** TEXTE À LIRE **

Principes directeurs

[32] Les affaires suivantes ont permis d’aider le Tribunal à trancher les questions relatives à cet appel.

[33] Il incombe à l’appelant d’établir selon la prépondérance des probabilités que le 31 décembre 2009, ou avant cette date, il était invalide au sens de la Loi. Le critère de la gravité doit être évalué dans un « contexte réaliste » : Villani c. Canada (Procureur général) 2001 CAF 248. Le Tribunal doit tenir compte du contexte particulier de la personne et de son âge, de son niveau d’instruction, de ses aptitudes linguistiques, de ses antécédents de travail et de son expérience de vie pour déterminer l’« employabilité » de cette personne en rapport avec son invalidité.

[34] L’appelant ne doit pas seulement montrer qu’il a un grave problème de santé, mais lorsqu’il est établi qu’il y a des preuves de capacité au travail, un demandeur doit démontrer que les efforts pour trouver un emploi et le conserver ont été infructueux pour des raisons de santé : Inclima c. Canada (Procureur général), 2003 CAF 117.

** CONSIGNES **
a) Pouvez-vous transcrire fidèlement le texte sur les principes directeurs, de « [34] L’appelant ne » à « 2003 CAF 117. » ?
b) Pourriez-vous rédiger la suite du texte sur les principes directeurs, à partir de l'endroit où il s'arrête ?

[Données recueillies]
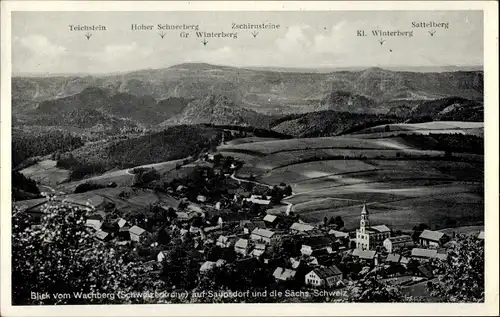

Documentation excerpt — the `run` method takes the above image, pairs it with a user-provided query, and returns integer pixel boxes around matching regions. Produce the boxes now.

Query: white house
[128,226,148,242]
[250,243,266,258]
[300,236,334,256]
[418,230,449,248]
[273,267,297,282]
[352,249,378,265]
[245,195,271,205]
[328,229,349,239]
[383,235,413,253]
[95,230,111,241]
[85,219,103,230]
[305,265,342,287]
[356,205,391,251]
[290,222,314,233]
[156,251,168,263]
[215,235,234,248]
[411,248,437,259]
[234,239,249,255]
[250,228,279,243]
[264,214,278,225]
[116,218,127,228]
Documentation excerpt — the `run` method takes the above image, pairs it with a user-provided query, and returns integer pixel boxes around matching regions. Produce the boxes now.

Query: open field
[14,188,179,217]
[225,136,280,145]
[58,159,189,192]
[222,133,484,230]
[219,137,409,154]
[292,183,484,230]
[20,160,70,186]
[439,226,484,236]
[353,121,484,137]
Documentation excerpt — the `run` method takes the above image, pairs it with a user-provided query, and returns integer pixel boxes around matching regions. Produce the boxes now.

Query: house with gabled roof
[240,220,266,234]
[382,235,413,253]
[128,226,149,242]
[85,219,103,230]
[300,236,335,256]
[328,229,349,239]
[305,265,342,287]
[418,230,449,248]
[290,222,314,233]
[263,214,278,226]
[250,243,266,258]
[234,238,250,256]
[273,267,297,282]
[411,248,437,259]
[352,249,378,265]
[95,230,111,241]
[156,250,168,263]
[215,235,236,248]
[385,253,401,264]
[250,228,279,244]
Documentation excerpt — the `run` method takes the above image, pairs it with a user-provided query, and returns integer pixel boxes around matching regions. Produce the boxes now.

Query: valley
[12,63,485,302]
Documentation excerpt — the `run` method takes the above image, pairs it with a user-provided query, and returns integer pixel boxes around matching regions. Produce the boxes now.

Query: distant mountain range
[12,63,483,128]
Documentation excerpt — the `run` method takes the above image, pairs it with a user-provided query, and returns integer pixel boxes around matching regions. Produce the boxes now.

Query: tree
[430,235,484,302]
[345,274,403,303]
[335,216,344,229]
[12,197,158,305]
[411,223,429,242]
[161,241,199,289]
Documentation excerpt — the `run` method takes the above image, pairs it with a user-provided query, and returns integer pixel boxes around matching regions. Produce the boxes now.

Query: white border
[0,1,499,316]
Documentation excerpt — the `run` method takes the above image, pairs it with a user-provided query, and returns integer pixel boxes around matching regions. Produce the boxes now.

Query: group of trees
[12,130,84,168]
[323,216,344,229]
[52,125,227,179]
[12,199,484,305]
[399,133,484,156]
[12,201,162,305]
[12,171,40,201]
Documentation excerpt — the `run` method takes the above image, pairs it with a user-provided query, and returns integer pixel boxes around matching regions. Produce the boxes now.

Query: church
[356,204,391,251]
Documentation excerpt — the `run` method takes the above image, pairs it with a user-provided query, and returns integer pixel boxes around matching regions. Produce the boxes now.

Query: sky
[12,11,483,74]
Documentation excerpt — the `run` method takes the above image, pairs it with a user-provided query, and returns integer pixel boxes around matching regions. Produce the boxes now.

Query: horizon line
[11,62,484,78]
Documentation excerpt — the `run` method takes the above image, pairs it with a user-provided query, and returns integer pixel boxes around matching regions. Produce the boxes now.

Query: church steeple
[359,204,370,233]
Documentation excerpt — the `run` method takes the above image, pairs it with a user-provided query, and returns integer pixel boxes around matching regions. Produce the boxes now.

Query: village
[38,154,476,302]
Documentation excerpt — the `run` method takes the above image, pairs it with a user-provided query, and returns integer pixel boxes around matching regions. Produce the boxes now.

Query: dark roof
[302,236,334,249]
[419,230,444,242]
[313,265,342,279]
[418,264,434,278]
[386,235,413,244]
[244,220,266,231]
[385,253,401,263]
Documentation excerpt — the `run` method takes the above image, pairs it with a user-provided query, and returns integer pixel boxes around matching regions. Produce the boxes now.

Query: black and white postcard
[1,1,498,316]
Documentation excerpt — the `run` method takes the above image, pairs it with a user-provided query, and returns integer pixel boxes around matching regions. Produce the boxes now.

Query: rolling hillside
[161,95,272,129]
[219,135,484,230]
[14,87,193,128]
[12,64,483,116]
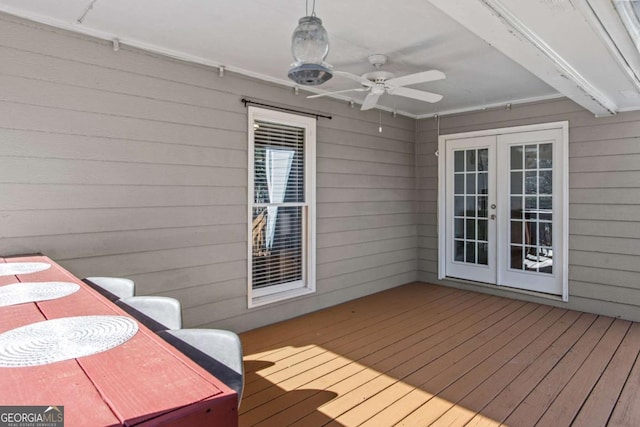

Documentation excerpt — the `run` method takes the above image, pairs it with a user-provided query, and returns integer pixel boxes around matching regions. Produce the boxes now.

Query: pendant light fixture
[288,0,333,86]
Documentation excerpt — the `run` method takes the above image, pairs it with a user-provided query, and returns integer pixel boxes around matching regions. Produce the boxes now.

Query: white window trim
[438,121,569,302]
[247,106,316,308]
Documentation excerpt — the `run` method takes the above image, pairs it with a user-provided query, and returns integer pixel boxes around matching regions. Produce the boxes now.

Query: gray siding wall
[0,14,417,331]
[417,100,640,321]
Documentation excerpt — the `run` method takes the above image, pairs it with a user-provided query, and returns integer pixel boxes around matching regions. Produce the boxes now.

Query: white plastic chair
[84,277,135,301]
[116,295,182,332]
[158,329,244,407]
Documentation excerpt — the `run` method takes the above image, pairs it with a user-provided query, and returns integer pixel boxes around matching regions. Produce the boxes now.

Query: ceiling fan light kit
[288,11,333,86]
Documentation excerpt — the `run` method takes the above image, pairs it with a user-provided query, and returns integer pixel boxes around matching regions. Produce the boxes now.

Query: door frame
[437,121,569,302]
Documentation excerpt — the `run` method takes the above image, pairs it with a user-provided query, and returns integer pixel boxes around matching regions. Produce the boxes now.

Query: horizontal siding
[417,99,640,320]
[0,15,416,331]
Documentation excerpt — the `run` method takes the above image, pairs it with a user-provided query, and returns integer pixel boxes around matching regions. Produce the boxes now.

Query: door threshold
[440,276,568,302]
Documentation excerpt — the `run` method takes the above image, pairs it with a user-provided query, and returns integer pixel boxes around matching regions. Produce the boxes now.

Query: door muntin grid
[508,143,553,274]
[453,148,489,265]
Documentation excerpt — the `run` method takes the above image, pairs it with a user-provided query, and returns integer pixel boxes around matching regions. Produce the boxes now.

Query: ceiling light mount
[288,0,333,86]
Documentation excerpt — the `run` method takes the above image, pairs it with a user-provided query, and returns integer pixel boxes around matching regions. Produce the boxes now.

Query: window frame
[437,121,569,302]
[247,106,316,308]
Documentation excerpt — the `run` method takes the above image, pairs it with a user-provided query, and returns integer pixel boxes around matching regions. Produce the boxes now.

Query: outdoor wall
[417,99,640,321]
[0,14,417,331]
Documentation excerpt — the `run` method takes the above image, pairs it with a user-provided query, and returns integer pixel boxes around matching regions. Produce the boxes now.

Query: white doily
[0,316,138,368]
[0,282,80,307]
[0,262,51,276]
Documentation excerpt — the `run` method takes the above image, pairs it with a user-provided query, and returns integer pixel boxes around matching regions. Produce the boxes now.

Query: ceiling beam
[429,0,618,117]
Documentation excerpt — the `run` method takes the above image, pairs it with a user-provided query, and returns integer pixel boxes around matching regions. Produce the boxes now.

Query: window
[248,107,316,307]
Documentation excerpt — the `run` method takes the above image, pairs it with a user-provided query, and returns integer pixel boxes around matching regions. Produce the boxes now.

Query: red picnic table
[0,256,238,427]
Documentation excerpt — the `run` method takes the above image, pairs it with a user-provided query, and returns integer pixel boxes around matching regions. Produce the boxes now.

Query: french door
[439,123,567,298]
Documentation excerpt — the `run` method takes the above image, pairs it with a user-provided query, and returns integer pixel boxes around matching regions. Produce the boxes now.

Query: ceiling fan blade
[307,87,369,99]
[386,70,446,86]
[388,87,442,103]
[360,93,380,111]
[333,70,373,87]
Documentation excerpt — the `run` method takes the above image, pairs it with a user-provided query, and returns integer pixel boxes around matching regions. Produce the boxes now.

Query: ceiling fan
[307,54,446,110]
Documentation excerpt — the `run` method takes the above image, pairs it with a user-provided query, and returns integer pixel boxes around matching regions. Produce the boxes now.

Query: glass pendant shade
[289,16,333,86]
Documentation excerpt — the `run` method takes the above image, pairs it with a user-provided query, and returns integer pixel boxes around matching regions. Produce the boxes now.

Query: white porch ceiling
[0,0,640,117]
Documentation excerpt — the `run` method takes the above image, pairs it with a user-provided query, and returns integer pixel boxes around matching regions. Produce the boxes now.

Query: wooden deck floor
[240,284,640,427]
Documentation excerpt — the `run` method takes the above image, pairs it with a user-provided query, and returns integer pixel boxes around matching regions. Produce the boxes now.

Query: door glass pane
[511,197,522,219]
[467,219,476,240]
[453,196,464,216]
[465,150,476,172]
[540,171,553,194]
[465,242,476,264]
[453,173,464,194]
[454,240,464,262]
[511,221,522,244]
[465,196,476,217]
[538,222,553,246]
[524,145,538,169]
[478,173,489,194]
[478,148,489,171]
[540,144,553,169]
[508,144,553,274]
[467,173,476,194]
[453,150,464,172]
[454,219,464,239]
[478,196,489,218]
[478,219,489,242]
[524,171,538,194]
[452,148,490,265]
[509,245,523,270]
[511,172,522,194]
[478,243,489,265]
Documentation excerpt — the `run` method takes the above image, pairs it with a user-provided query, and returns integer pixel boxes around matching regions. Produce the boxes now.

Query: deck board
[240,283,640,427]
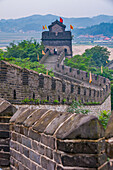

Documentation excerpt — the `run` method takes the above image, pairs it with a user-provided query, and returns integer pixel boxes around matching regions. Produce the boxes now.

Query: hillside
[0,14,113,33]
[74,23,113,37]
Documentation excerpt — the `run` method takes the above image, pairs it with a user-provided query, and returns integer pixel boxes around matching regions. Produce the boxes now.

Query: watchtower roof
[48,20,66,29]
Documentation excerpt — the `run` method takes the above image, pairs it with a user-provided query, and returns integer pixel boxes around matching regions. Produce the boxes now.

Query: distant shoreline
[0,44,113,60]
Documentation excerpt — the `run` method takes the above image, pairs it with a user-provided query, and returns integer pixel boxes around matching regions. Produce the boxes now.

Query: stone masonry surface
[0,61,110,107]
[0,98,17,167]
[10,108,113,170]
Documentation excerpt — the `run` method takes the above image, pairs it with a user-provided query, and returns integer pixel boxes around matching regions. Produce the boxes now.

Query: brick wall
[10,108,110,170]
[0,98,16,167]
[0,61,110,104]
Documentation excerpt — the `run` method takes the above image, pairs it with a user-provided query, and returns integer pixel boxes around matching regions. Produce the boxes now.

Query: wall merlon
[0,61,110,103]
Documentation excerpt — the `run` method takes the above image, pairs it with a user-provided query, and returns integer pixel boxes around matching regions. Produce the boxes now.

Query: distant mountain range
[0,14,113,33]
[73,23,113,37]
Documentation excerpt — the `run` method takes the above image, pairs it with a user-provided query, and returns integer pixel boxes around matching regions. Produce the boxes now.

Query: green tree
[85,46,110,67]
[4,38,44,61]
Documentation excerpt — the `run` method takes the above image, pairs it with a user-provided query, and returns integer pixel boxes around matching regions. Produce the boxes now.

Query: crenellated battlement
[0,61,110,104]
[56,62,110,88]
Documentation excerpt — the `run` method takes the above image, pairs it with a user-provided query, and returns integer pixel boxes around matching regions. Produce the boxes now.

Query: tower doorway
[54,48,57,55]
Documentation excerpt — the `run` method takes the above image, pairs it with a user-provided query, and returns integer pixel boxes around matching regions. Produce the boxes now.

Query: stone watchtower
[42,20,72,56]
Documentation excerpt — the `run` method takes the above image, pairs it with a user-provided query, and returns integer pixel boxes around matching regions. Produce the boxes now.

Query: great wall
[0,21,113,170]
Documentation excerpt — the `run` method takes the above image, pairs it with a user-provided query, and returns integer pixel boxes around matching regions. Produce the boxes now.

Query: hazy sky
[0,0,113,19]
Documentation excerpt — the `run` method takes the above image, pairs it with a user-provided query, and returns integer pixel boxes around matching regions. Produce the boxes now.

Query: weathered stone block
[33,110,59,133]
[23,147,29,158]
[105,112,113,139]
[57,139,105,154]
[29,150,40,165]
[17,134,22,143]
[0,131,9,139]
[0,123,9,131]
[41,134,55,149]
[56,114,104,139]
[22,136,31,148]
[0,158,10,166]
[11,132,17,141]
[41,157,56,170]
[106,138,113,159]
[61,154,107,168]
[29,129,41,142]
[53,151,61,164]
[0,145,9,152]
[46,148,53,159]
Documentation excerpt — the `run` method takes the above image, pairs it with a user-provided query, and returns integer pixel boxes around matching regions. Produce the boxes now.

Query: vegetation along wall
[0,61,110,107]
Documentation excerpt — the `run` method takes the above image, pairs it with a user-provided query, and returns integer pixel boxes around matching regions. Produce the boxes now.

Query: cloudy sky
[0,0,113,19]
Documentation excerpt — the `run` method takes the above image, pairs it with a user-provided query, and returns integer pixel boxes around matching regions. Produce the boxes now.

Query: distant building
[42,20,72,56]
[106,60,113,70]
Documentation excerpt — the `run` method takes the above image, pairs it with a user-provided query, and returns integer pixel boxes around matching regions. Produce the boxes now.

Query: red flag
[60,17,63,23]
[70,25,73,30]
[42,26,45,30]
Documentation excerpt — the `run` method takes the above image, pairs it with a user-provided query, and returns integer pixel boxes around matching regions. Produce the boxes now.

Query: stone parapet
[0,61,110,104]
[10,108,108,170]
[0,98,17,167]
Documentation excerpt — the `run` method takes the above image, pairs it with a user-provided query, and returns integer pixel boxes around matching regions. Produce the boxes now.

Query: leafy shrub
[35,99,40,104]
[41,100,48,104]
[67,100,89,114]
[98,110,111,129]
[53,100,59,104]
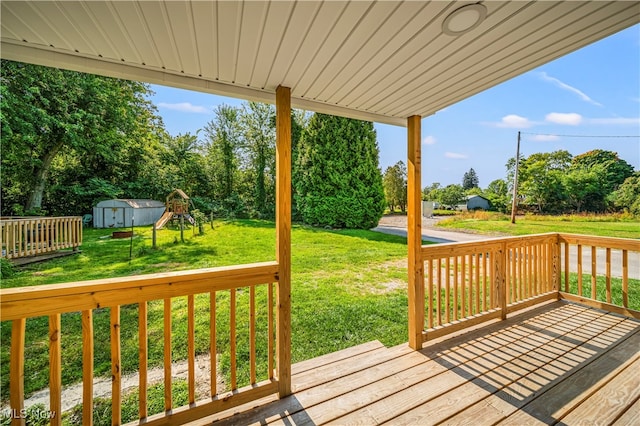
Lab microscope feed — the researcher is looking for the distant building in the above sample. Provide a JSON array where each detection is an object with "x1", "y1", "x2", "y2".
[
  {"x1": 93, "y1": 199, "x2": 165, "y2": 228},
  {"x1": 456, "y1": 195, "x2": 491, "y2": 211}
]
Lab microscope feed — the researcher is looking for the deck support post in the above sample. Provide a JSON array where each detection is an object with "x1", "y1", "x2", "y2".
[
  {"x1": 407, "y1": 115, "x2": 425, "y2": 350},
  {"x1": 276, "y1": 86, "x2": 291, "y2": 398}
]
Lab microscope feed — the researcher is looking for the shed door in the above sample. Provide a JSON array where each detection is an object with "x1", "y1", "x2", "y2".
[{"x1": 103, "y1": 207, "x2": 124, "y2": 228}]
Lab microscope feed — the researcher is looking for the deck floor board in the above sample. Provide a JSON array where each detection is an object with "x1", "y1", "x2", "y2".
[{"x1": 198, "y1": 302, "x2": 640, "y2": 425}]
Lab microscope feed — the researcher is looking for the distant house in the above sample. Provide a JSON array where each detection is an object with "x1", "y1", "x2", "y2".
[
  {"x1": 456, "y1": 195, "x2": 491, "y2": 211},
  {"x1": 93, "y1": 199, "x2": 165, "y2": 228}
]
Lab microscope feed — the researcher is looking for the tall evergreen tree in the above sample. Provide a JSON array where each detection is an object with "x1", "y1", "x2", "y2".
[
  {"x1": 382, "y1": 161, "x2": 407, "y2": 212},
  {"x1": 295, "y1": 114, "x2": 385, "y2": 229}
]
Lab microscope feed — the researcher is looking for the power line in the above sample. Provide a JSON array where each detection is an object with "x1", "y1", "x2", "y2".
[{"x1": 522, "y1": 132, "x2": 640, "y2": 139}]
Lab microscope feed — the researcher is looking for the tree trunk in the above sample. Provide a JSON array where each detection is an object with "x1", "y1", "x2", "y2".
[{"x1": 24, "y1": 140, "x2": 64, "y2": 212}]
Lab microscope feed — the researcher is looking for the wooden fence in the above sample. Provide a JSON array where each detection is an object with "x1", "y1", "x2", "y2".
[
  {"x1": 0, "y1": 216, "x2": 82, "y2": 259},
  {"x1": 0, "y1": 262, "x2": 290, "y2": 424},
  {"x1": 422, "y1": 233, "x2": 640, "y2": 341}
]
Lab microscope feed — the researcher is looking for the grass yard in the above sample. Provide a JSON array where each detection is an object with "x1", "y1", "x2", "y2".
[
  {"x1": 0, "y1": 216, "x2": 640, "y2": 424},
  {"x1": 0, "y1": 220, "x2": 407, "y2": 412},
  {"x1": 438, "y1": 211, "x2": 640, "y2": 238}
]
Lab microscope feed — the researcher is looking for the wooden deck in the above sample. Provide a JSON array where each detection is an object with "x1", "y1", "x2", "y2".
[{"x1": 197, "y1": 302, "x2": 640, "y2": 425}]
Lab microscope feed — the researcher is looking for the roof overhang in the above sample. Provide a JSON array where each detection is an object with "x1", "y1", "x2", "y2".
[{"x1": 0, "y1": 0, "x2": 640, "y2": 126}]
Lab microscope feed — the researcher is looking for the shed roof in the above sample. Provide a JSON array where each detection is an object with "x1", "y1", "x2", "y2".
[
  {"x1": 0, "y1": 0, "x2": 640, "y2": 126},
  {"x1": 96, "y1": 198, "x2": 165, "y2": 209}
]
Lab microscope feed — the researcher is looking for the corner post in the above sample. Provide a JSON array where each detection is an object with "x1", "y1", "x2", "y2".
[
  {"x1": 276, "y1": 86, "x2": 291, "y2": 398},
  {"x1": 407, "y1": 115, "x2": 425, "y2": 350}
]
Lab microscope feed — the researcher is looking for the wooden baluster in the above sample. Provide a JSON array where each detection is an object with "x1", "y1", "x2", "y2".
[
  {"x1": 622, "y1": 250, "x2": 629, "y2": 308},
  {"x1": 209, "y1": 291, "x2": 218, "y2": 398},
  {"x1": 453, "y1": 256, "x2": 460, "y2": 321},
  {"x1": 516, "y1": 246, "x2": 529, "y2": 299},
  {"x1": 474, "y1": 253, "x2": 480, "y2": 314},
  {"x1": 187, "y1": 294, "x2": 196, "y2": 404},
  {"x1": 482, "y1": 251, "x2": 489, "y2": 311},
  {"x1": 606, "y1": 247, "x2": 611, "y2": 303},
  {"x1": 467, "y1": 254, "x2": 475, "y2": 316},
  {"x1": 427, "y1": 259, "x2": 433, "y2": 328},
  {"x1": 267, "y1": 283, "x2": 275, "y2": 380},
  {"x1": 164, "y1": 298, "x2": 173, "y2": 411},
  {"x1": 578, "y1": 244, "x2": 582, "y2": 296},
  {"x1": 229, "y1": 289, "x2": 238, "y2": 390},
  {"x1": 9, "y1": 318, "x2": 27, "y2": 425},
  {"x1": 111, "y1": 305, "x2": 122, "y2": 425},
  {"x1": 436, "y1": 259, "x2": 442, "y2": 325},
  {"x1": 49, "y1": 314, "x2": 62, "y2": 425},
  {"x1": 460, "y1": 254, "x2": 467, "y2": 318},
  {"x1": 591, "y1": 246, "x2": 598, "y2": 300},
  {"x1": 564, "y1": 243, "x2": 569, "y2": 293},
  {"x1": 444, "y1": 257, "x2": 451, "y2": 323},
  {"x1": 138, "y1": 302, "x2": 149, "y2": 419},
  {"x1": 249, "y1": 285, "x2": 256, "y2": 384},
  {"x1": 82, "y1": 309, "x2": 93, "y2": 425}
]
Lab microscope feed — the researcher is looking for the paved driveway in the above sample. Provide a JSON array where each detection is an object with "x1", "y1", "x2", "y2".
[{"x1": 372, "y1": 215, "x2": 640, "y2": 279}]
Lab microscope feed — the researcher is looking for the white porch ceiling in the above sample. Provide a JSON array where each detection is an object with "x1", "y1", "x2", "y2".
[{"x1": 0, "y1": 0, "x2": 640, "y2": 126}]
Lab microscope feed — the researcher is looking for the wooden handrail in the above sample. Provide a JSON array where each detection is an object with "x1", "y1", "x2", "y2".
[
  {"x1": 0, "y1": 216, "x2": 82, "y2": 259},
  {"x1": 418, "y1": 233, "x2": 640, "y2": 340},
  {"x1": 0, "y1": 262, "x2": 279, "y2": 321},
  {"x1": 0, "y1": 262, "x2": 281, "y2": 424}
]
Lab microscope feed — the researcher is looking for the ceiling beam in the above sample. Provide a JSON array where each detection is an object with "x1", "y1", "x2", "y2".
[{"x1": 0, "y1": 40, "x2": 407, "y2": 127}]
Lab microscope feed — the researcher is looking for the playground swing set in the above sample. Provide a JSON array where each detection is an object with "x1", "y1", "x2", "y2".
[{"x1": 155, "y1": 189, "x2": 196, "y2": 229}]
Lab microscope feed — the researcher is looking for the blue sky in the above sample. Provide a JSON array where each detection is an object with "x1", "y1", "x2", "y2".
[{"x1": 151, "y1": 25, "x2": 640, "y2": 188}]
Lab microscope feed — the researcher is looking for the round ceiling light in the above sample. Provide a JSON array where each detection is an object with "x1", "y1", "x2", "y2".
[{"x1": 442, "y1": 3, "x2": 487, "y2": 36}]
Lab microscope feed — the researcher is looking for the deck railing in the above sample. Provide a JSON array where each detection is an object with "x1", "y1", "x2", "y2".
[
  {"x1": 0, "y1": 216, "x2": 82, "y2": 259},
  {"x1": 0, "y1": 262, "x2": 290, "y2": 424},
  {"x1": 422, "y1": 233, "x2": 640, "y2": 341},
  {"x1": 558, "y1": 233, "x2": 640, "y2": 319}
]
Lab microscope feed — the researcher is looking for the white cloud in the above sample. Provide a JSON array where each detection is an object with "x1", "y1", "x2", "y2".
[
  {"x1": 587, "y1": 117, "x2": 640, "y2": 126},
  {"x1": 444, "y1": 152, "x2": 469, "y2": 160},
  {"x1": 544, "y1": 112, "x2": 582, "y2": 126},
  {"x1": 531, "y1": 135, "x2": 560, "y2": 142},
  {"x1": 540, "y1": 72, "x2": 602, "y2": 106},
  {"x1": 158, "y1": 102, "x2": 211, "y2": 114},
  {"x1": 422, "y1": 135, "x2": 436, "y2": 145},
  {"x1": 496, "y1": 114, "x2": 533, "y2": 129}
]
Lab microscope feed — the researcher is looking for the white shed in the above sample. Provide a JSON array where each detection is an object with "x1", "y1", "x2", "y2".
[{"x1": 93, "y1": 199, "x2": 165, "y2": 228}]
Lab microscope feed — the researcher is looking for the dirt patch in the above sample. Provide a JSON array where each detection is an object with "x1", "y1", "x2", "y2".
[
  {"x1": 378, "y1": 214, "x2": 446, "y2": 229},
  {"x1": 8, "y1": 354, "x2": 226, "y2": 412}
]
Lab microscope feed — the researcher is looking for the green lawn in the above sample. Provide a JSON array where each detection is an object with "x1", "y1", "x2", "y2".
[
  {"x1": 438, "y1": 212, "x2": 640, "y2": 238},
  {"x1": 0, "y1": 220, "x2": 407, "y2": 420},
  {"x1": 0, "y1": 213, "x2": 640, "y2": 424}
]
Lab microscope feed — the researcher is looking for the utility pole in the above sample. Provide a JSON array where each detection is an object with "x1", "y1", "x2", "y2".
[{"x1": 511, "y1": 131, "x2": 520, "y2": 223}]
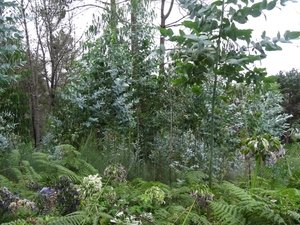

** RÉPONSES SUCCESSIVES **
a)
[34] L’appelant ne doit pas seulement montrer qu’il a un grave problème de santé, mais lorsqu’il est établi qu’il y a des preuves de capacité au travail, un demandeur doit démontrer que les efforts pour trouver un emploi et le conserver ont été infructueux pour des raisons de santé : Inclima c. Canada (Procureur général), 2003 CAF 117.

b)
[35] Le Tribunal a pour devoir et responsabilité de s’appuyer sur des éléments de preuve crédibles et probants et non sur des spéculations : MDRH c. S.S. (3 décembre 2007), CP 25013 (CAP).

Application des principes directeurs

[36] Pour rendre une décision en l’espèce, le Tribunal a pris en compte la date du 31 décembre 2009, date marquant la fin de la PMA, et a conclu qu’aucun « élément de preuve crédible et probant » n’appuie le critère lié à une invalidité grave à cette date.

[37] Il est évident que la déficience auditive de l’appelant lui crée des contraintes importantes; toutefois, le Tribunal est convaincu que, compte tenu des faits en l’espèce, cela ne signifie pas qu’il est atteint d’une invalidité grave selon les critères du RPC. Même si, dans son témoignage, l’appelant a précisé que des blessures subies lors d’un accident au travail en 2006 ont donné lieu à d’autres conditions contribuant à l’invalidité, il n’y a aucun « élément de preuve crédible et probant » (voir MDRH c. S.S., précité) qui étaye cette affirmation.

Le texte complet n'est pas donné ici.